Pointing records
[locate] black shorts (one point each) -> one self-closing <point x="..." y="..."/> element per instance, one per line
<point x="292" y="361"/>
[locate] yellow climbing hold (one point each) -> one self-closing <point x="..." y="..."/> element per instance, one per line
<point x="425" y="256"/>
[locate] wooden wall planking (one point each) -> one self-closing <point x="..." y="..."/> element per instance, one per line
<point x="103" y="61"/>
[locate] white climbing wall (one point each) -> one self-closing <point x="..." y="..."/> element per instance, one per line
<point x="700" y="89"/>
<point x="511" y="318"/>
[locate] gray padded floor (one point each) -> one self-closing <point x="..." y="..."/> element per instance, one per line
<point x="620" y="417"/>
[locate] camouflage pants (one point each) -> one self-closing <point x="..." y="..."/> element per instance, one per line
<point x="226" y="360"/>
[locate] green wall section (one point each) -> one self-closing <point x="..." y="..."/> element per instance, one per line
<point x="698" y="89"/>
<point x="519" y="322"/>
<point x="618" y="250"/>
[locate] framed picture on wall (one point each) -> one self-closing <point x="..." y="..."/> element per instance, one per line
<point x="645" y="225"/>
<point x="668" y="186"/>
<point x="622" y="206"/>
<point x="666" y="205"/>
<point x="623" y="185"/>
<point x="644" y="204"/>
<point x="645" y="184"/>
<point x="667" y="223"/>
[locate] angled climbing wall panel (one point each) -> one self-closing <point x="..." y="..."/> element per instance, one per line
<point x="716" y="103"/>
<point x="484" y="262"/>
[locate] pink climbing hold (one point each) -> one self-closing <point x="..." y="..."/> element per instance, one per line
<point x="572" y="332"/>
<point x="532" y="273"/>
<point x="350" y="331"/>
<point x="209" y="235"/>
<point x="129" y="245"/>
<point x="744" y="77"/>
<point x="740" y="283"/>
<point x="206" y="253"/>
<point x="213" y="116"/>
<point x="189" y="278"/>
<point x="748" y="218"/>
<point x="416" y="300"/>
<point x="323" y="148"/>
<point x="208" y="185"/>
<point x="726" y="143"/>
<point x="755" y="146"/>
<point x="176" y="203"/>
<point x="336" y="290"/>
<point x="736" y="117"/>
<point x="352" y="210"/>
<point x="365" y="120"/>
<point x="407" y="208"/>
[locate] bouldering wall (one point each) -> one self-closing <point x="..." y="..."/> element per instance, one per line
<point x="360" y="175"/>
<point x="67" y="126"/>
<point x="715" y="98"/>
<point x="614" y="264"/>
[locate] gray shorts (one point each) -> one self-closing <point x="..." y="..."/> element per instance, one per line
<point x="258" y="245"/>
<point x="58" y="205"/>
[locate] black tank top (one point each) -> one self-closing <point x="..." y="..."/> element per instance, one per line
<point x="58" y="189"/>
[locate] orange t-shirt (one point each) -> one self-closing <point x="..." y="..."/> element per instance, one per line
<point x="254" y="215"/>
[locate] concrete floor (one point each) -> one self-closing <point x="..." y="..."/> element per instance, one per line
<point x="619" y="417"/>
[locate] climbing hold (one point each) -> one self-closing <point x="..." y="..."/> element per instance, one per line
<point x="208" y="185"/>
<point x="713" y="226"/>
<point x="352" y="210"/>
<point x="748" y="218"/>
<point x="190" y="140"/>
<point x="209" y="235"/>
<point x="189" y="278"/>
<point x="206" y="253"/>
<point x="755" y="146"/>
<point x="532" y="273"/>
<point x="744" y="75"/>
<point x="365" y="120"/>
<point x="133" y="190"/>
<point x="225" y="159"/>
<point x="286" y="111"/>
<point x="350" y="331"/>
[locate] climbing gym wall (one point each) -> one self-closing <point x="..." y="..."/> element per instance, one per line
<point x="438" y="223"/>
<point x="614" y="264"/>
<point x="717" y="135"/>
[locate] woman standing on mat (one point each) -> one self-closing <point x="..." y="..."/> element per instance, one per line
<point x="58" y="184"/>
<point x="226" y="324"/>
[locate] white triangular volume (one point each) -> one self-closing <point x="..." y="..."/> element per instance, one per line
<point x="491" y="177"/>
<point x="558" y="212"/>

_Exercise task_
Repeat, with no changes, each line from the one with "[locate] orange t-shirt" to the end of the listing, including both ends and nothing else.

_Right answer_
[locate] orange t-shirt (one point each) -> one self-closing <point x="..." y="..."/> element per instance, one per line
<point x="254" y="215"/>
[locate] concrete floor (one point each) -> one self-closing <point x="..." y="..."/> element per instance, one per line
<point x="619" y="417"/>
[locate] climbing hold (one point each) -> one self-closing <point x="..." y="..."/> element per instance, one per line
<point x="208" y="185"/>
<point x="713" y="226"/>
<point x="352" y="210"/>
<point x="748" y="218"/>
<point x="190" y="140"/>
<point x="209" y="235"/>
<point x="189" y="278"/>
<point x="206" y="253"/>
<point x="755" y="146"/>
<point x="532" y="273"/>
<point x="744" y="75"/>
<point x="365" y="120"/>
<point x="133" y="190"/>
<point x="225" y="159"/>
<point x="286" y="111"/>
<point x="350" y="331"/>
[locate] climbing gym wall (one point each) -> one self-closing <point x="..." y="..."/> element per instance, one per line
<point x="438" y="223"/>
<point x="614" y="264"/>
<point x="717" y="135"/>
[locate] woman standing on mat (one point each) -> one self-closing <point x="..." y="..."/> element per instance, one per line
<point x="58" y="184"/>
<point x="226" y="324"/>
[locate] white triangular volume (one point each) -> one self-closing <point x="..." y="..."/> element per instance, one per line
<point x="491" y="177"/>
<point x="558" y="212"/>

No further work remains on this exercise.